=== Exercise data ===

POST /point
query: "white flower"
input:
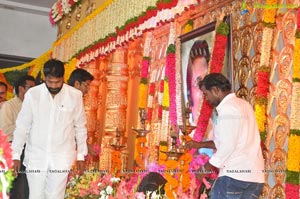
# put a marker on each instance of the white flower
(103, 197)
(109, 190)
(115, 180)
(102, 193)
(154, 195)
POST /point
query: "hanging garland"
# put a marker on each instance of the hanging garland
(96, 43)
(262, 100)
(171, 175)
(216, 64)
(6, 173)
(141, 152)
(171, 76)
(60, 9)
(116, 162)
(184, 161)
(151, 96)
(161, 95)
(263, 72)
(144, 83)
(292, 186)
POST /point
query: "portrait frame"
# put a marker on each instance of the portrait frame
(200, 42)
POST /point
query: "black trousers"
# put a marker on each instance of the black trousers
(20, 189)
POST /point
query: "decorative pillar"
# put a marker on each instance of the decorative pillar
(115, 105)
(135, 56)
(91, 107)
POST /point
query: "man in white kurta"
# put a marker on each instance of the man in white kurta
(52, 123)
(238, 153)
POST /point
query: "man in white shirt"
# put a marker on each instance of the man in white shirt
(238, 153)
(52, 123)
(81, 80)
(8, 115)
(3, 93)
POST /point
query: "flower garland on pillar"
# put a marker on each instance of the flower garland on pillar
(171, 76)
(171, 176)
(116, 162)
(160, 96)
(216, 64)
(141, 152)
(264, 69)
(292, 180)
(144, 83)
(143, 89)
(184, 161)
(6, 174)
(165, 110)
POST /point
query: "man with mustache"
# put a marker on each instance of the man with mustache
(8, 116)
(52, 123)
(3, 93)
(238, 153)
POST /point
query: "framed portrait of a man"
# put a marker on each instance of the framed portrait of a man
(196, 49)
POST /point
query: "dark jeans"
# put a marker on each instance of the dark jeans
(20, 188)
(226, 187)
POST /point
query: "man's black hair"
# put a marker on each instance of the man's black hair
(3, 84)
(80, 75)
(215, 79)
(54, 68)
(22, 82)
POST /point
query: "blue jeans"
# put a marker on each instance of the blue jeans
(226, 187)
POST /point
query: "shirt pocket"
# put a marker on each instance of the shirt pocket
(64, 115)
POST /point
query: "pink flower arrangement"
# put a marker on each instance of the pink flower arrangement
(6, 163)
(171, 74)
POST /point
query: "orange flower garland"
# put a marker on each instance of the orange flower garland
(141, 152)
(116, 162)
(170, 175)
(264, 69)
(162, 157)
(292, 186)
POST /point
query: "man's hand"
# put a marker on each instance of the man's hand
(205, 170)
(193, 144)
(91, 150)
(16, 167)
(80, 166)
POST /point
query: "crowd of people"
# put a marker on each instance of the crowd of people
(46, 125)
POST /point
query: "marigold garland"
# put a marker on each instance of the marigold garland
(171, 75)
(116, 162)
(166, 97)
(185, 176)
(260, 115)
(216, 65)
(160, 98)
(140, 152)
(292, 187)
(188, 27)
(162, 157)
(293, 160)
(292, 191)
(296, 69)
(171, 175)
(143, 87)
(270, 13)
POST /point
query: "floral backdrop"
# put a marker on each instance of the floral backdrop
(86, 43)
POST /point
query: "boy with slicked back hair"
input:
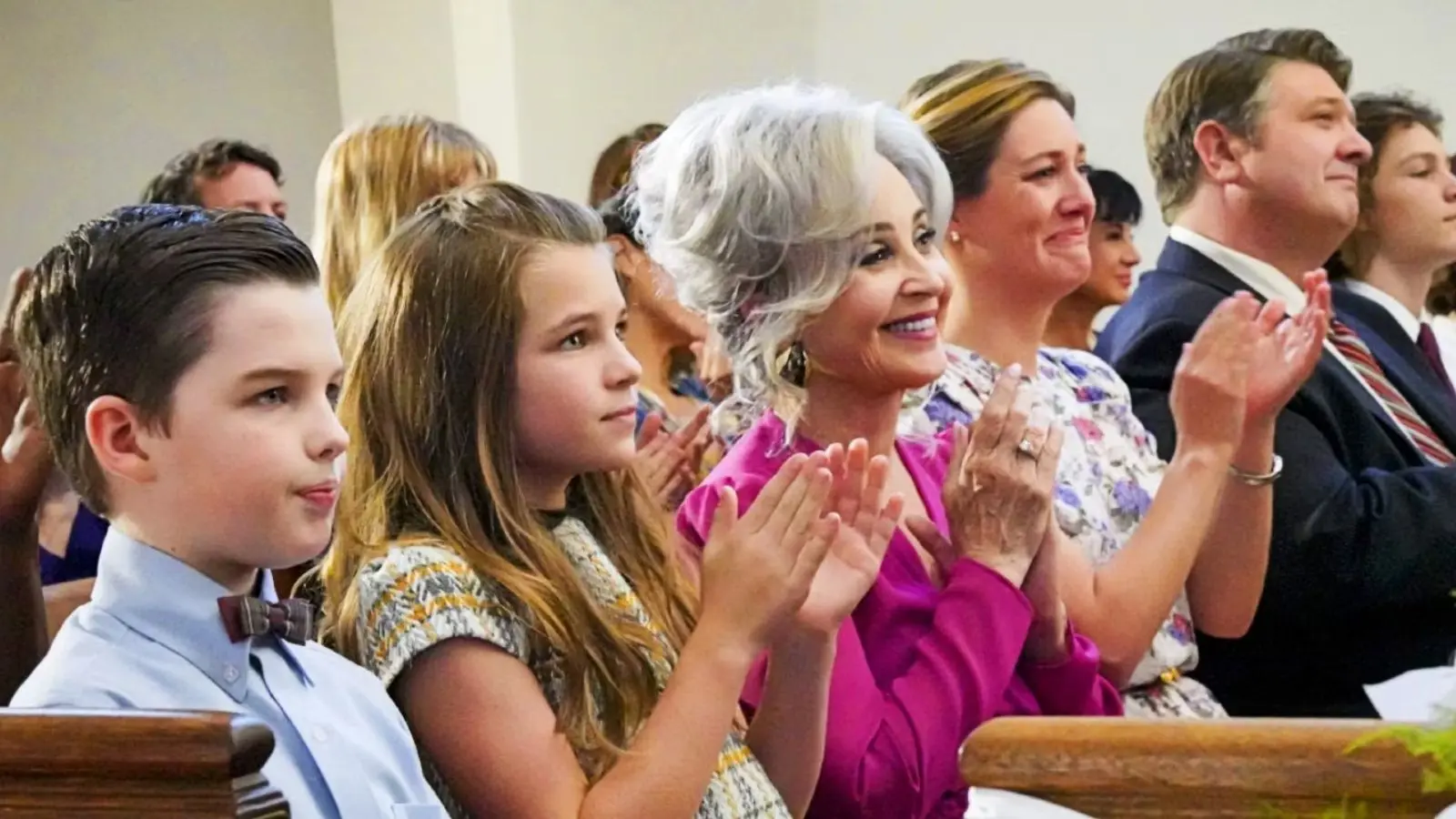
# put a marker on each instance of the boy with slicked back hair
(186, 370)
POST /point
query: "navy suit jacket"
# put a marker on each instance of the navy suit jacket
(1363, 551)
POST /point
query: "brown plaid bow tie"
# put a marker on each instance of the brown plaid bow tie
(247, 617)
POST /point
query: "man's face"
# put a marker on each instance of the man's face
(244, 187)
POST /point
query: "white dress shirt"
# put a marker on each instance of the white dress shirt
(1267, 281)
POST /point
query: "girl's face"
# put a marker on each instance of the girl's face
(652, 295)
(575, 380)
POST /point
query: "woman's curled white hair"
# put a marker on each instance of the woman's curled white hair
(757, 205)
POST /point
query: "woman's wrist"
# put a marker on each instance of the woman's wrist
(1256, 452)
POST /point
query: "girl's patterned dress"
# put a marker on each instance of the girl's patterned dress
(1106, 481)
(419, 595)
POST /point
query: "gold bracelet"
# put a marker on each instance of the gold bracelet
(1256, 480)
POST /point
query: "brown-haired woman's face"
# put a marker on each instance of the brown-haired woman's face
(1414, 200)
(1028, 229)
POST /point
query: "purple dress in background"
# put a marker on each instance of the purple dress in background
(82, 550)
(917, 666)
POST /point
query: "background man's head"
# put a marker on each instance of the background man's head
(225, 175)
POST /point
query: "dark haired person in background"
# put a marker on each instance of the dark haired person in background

===

Quote the records in full and exactly; skip any image.

POST /point
query: "white flower"
input:
# put a marker on each instance of the white flower
(103, 197)
(109, 190)
(115, 180)
(102, 193)
(154, 195)
POST /point
query: "hanging garland"
# put a marker on each instance of the hanging garland
(96, 43)
(262, 100)
(171, 175)
(216, 64)
(6, 173)
(141, 152)
(171, 76)
(60, 9)
(116, 162)
(184, 161)
(151, 96)
(161, 95)
(263, 72)
(144, 83)
(292, 186)
POST /point
query: "portrait frame"
# put a marker on each instance of the portrait frame
(200, 42)
POST /point
query: "black trousers"
# put a marker on each instance of the black trousers
(20, 189)
POST /point
query: "decorative pillar"
# put a marker on each instance of the decorative pillar
(115, 105)
(135, 56)
(91, 107)
POST /point
query: "man in white kurta"
# put a marker on each instance of the man in white kurta
(52, 123)
(238, 153)
POST /point
query: "man in white shirt"
# put a marker on each instance of the man in white shirt
(238, 153)
(52, 123)
(81, 80)
(8, 115)
(3, 93)
POST /point
query: "flower garland on pillar"
# put a marker on each instance of the flower garland on pillar
(171, 76)
(171, 176)
(116, 162)
(160, 96)
(216, 64)
(141, 152)
(264, 69)
(292, 180)
(144, 83)
(143, 89)
(184, 161)
(6, 174)
(165, 110)
POST /point
query: "man with mustache"
# put a marker on each instance of the man with mustache
(8, 116)
(52, 123)
(3, 93)
(238, 153)
POST /point
query: "framed portrait of a man"
# put a marker on each instance of the framed portrait of a man
(196, 49)
POST /point
query: "dark jeans"
# put a marker on each instance of the dark jeans
(20, 188)
(226, 187)
POST /point
query: "man's black hair"
# put a marker on each instance of the man's black hair
(3, 84)
(80, 75)
(215, 79)
(54, 68)
(22, 82)
POST /point
query: "blue jeans"
# put a marker on each instance of the blue jeans
(226, 187)
POST /point
query: "shirt pocket"
# put a marker on each instance of the shirt pocket
(64, 115)
POST /point
query: "pink flower arrangement"
# put a marker on each instance of the pink flower arrangement
(6, 163)
(171, 74)
POST /point
query: "orange flower garland"
# put a marker on each instance of the orange flower garland
(141, 152)
(116, 162)
(170, 175)
(264, 69)
(162, 157)
(292, 186)
POST /point
query: "man's hand"
# put a marker on each instance of the man's hand
(205, 170)
(193, 144)
(91, 150)
(16, 167)
(80, 166)
POST /point
query: "crowd of people"
# put a marker on each instance of the crowd of people
(46, 125)
POST /point
query: "marigold garland"
# put a marker on each instance of the marigold garland
(171, 75)
(116, 162)
(166, 97)
(185, 176)
(260, 115)
(216, 65)
(160, 98)
(140, 152)
(292, 187)
(188, 27)
(162, 157)
(293, 160)
(292, 191)
(296, 69)
(171, 175)
(143, 87)
(270, 13)
POST /point
query: "floral backdrop"
# put a marker on each instance of the floral backdrop
(86, 43)
POST /point
query: "boy with slicked back hair"
input:
# put a marker on each instance of the boy with slicked back hair
(186, 370)
POST /point
query: "navy suit jacket"
# put a marker on each instance of the navy suit jacket
(1363, 551)
POST /point
query: "brown plaid bow tie"
# put a marker on each instance of the brown plaid bow tie
(247, 617)
POST /point
query: "man's face"
# put a marker on each instance of the man's face
(244, 187)
POST /point
query: "white dress shirt"
# put a marker on each instance of the white dress shirt
(1267, 281)
POST /point
query: "girl's face"
# put a marker on each instance of the girl's face
(652, 295)
(575, 380)
POST /point
query: "woman's curled white hair"
# put a marker on each instance of the woman's curled white hair
(757, 205)
POST /point
query: "woman's wrist"
# put a marker on each instance of the woman's wrist
(1256, 452)
POST /point
query: "girl's patterned dress"
# put a marker on each instance of the girl's patterned dress
(1106, 481)
(419, 595)
POST /point
query: "gold bracelet"
# put a marker on each instance of the gold bracelet
(1256, 480)
POST /point
query: "brown-haired woman's face"
# put a marker on each instance of the brown-haired woman's face
(1414, 200)
(1028, 229)
POST /point
query: "purple dress in background"
# put a marker on each instance of the purple dress in background
(82, 550)
(917, 666)
POST /point
query: "background man's head"
# put a marker on each instance of the background man's head
(225, 175)
POST /point
query: "dark haired person in background"
# put a marker on each instance of the dark haired person in background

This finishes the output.